→ WRITTEN EXERCISE: Copy all of the rows below, replacing every occurrence of "annotate" with "mark" and leaving everything else unchanged.

====== INFORMATION SHOWN ======

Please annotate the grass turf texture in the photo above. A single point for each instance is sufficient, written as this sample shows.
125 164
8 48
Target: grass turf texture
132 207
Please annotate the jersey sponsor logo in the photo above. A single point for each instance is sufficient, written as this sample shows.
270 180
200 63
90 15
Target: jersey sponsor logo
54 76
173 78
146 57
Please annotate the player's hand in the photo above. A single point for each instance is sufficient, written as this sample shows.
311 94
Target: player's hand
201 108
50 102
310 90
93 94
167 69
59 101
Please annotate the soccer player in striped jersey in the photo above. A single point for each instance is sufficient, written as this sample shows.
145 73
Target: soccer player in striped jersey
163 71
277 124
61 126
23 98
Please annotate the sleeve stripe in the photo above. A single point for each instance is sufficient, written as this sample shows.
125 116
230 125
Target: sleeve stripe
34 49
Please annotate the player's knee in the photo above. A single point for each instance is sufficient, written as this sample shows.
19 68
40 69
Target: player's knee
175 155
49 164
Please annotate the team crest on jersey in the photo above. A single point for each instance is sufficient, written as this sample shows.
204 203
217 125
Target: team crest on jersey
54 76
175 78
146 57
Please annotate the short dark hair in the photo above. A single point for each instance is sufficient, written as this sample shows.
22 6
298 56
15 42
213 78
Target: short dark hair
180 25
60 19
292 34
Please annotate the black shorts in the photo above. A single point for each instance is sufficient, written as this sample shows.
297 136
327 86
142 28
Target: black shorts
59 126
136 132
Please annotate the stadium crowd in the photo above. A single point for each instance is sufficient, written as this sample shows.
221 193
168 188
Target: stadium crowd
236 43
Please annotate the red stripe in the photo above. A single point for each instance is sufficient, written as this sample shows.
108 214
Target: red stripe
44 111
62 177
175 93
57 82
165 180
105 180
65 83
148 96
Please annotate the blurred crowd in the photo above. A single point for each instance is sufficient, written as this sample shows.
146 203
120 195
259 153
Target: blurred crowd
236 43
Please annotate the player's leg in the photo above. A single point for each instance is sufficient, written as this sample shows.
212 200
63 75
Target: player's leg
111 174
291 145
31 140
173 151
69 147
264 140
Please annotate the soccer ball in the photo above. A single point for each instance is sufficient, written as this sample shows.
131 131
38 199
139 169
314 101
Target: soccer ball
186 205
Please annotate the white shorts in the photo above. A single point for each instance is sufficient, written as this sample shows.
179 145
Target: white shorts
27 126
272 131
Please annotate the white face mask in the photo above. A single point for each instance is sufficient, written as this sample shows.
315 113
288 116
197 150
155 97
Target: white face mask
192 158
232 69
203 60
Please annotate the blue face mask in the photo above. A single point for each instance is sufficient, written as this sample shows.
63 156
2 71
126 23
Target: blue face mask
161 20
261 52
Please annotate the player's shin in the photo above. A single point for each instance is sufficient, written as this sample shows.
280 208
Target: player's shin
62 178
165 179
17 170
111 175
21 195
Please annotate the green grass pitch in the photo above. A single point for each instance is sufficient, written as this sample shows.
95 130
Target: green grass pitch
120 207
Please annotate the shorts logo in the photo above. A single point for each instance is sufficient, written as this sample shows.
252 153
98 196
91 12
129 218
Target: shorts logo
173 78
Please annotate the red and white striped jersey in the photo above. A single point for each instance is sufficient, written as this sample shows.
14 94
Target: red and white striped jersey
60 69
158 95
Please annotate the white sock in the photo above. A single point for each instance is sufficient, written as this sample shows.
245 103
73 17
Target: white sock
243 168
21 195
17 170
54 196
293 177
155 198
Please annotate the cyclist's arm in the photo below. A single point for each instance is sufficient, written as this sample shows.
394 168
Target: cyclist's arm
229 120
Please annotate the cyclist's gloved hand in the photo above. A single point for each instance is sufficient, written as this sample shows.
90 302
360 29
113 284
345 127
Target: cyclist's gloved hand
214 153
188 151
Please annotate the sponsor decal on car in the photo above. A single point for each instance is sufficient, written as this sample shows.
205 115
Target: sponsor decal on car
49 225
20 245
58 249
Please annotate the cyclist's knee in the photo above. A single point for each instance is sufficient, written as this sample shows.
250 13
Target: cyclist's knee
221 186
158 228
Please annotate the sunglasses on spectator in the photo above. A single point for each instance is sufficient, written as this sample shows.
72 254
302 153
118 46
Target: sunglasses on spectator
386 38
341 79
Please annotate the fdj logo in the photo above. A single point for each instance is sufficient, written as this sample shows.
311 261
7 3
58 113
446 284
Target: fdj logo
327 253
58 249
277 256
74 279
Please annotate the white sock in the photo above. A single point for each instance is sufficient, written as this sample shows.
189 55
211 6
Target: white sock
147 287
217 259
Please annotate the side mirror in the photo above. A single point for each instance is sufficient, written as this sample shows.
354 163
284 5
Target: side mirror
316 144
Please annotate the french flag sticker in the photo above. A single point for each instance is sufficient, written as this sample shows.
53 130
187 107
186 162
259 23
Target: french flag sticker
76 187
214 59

======

→ WRITTEN RESPONSE:
Please mark the grass turf texture in the photo above. A single point for each instance is sufficient, written as this sample shows.
125 164
8 48
Target: grass turf texture
132 207
Please mark the jersey sponsor logo in the photo above. A single point for each instance is sufficient, written as this sample shows.
270 180
200 63
90 15
Target: jersey sponsor logo
54 76
173 78
146 57
Please mark the player's hand in the photo above. A single point for each instance is sufficient, written as this sample shows.
311 94
Target: player's hand
201 108
50 102
310 90
93 94
167 69
59 101
Please mark the soccer player in striped jersey in the photo above. A single point for each instance is sufficient, written as this sample shows.
145 73
Target: soccer player in striped jersey
163 71
277 124
61 126
23 98
Please mark the sleeve stripe in the photo above. A single point for each instance is sufficient, written as this sample shows.
125 116
230 125
Target: sleeve stripe
34 49
Please mark the player's knee in the photo above. A single point for each instance is sufficient, written as this sample shows.
19 68
40 69
Target: player's knee
175 155
49 164
Please mark the team crest on jersey in the photo above. A single point for each instance is sufficient, written as this sample shows.
204 203
217 125
Target: team crest on jersey
54 76
175 78
146 57
Please mark the short dark hair in the photo above. A single point for each instance is sufficient, written as this sample shows.
22 6
298 56
15 42
213 78
Target: short dark hair
180 25
60 19
292 34
Please mark the black shorts in the photo above. A single point for each instance is sufficient, written as this sample shows.
297 136
327 86
142 28
Target: black shorts
59 126
136 132
Please mark the stadium crowd in the photo above. A single point for each instance is sufficient, written as this sample shows.
221 193
168 188
Target: stadium crowd
236 43
Please mark the red stripe in the photo above. A single point for each instance is sufficient, written as this sample shows.
108 214
Target: red stripe
44 111
62 177
175 93
57 82
165 180
105 180
65 83
148 96
Please mark the blurred crowd in the photo above. A single point for each instance is sufficient, written as this sample shows.
146 203
120 195
259 153
Target: blurred crowd
236 43
Please mark the player's leg in the photo above. A single point for each instance is sufficient, written as this sample shows.
212 200
63 75
Target: player's leg
111 174
291 145
31 140
173 151
69 147
264 140
Please mark the soccer ball in the photo above. A single point for each instance is sufficient, written as this sample shows.
131 131
38 199
139 169
314 101
Target: soccer ball
186 205
Please mark the white shorts in the photo above. A single point for each instance is sufficient, written as this sample shows.
179 145
Target: white shorts
27 126
272 131
Please mark the white face mask in the photo above. A single point for each instance is sufficient, written as this sample shows.
315 113
288 116
197 150
155 97
Target: white face mask
192 158
232 69
203 60
Please mark the blue face mask in the photo above. A single point for each instance is sufficient, written as this sample shows.
63 156
2 71
126 23
Target: blue face mask
161 20
261 52
Please mark the player's shin in the photo above. A single point for each instance is sufficient, written as this sample shows.
280 208
Target: player's shin
62 178
165 179
17 170
111 175
21 195
Please mark the green grass pitch in the photo above. A single point for each instance is sufficient, written as this sample shows.
95 130
Target: green grass pitch
120 207
Please mark the shorts logo in the photo above. A single point for each instance is sufficient, written as this sample shows.
252 153
98 196
91 12
129 218
Target: shorts logo
173 78
Please mark the red and white striped jersey in the photo above. A single point for each instance is sufficient, written as this sample shows.
14 94
Target: red and white striped jersey
60 69
158 95
Please mark the white sock in the photo above. A single point for each instance is sufficient, written as this sample shows.
245 103
73 17
Target: white sock
243 168
21 195
17 170
54 196
293 177
155 198
Please mark the cyclist's arm in the photo below. A single point for each instance is sufficient, written as this sample shows.
394 168
Target: cyclist's arm
229 120
Please mark the cyclist's gloved hand in the photo above. A single point for each instance is sufficient, written as this sample shows.
90 302
360 29
113 284
345 127
Target: cyclist's gloved hand
214 153
188 151
Please mark the sponsor decal on car in the photo above. A single point for each instance is sufficient, written as this sample shows.
205 115
Target: sponsor decal on car
49 225
20 245
58 249
Please mark the cyclist's knee in the photo above. A single point for each instance is sufficient, written as this sample shows.
250 13
Target: cyclist's knee
221 186
158 228
Please mark the sunglasses on spectator in the photo above. A single point for each instance is sufficient, written as this sample shows.
72 254
302 153
118 46
Target: sunglasses on spectator
386 38
341 79
Please mark the fdj logo in the photo above. A single point for each instance is sufficient, written as this sample shows.
311 261
7 3
58 113
446 284
Target: fdj logo
327 253
58 249
277 256
74 279
Please mark the white sock in the photo above. A single point for each instance is sufficient, written as this sample shows.
189 55
211 6
Target: white sock
147 287
217 259
Please mark the side mirror in the photo above. A single point for each instance is sufficient, written as this sample shows.
354 163
284 5
Target: side mirror
316 144
Please mark the french flag sticker in the photo above. A single point for each instance is sufficient, written as this sample shows.
53 130
187 107
186 162
259 23
Target: french flag sticker
76 187
214 59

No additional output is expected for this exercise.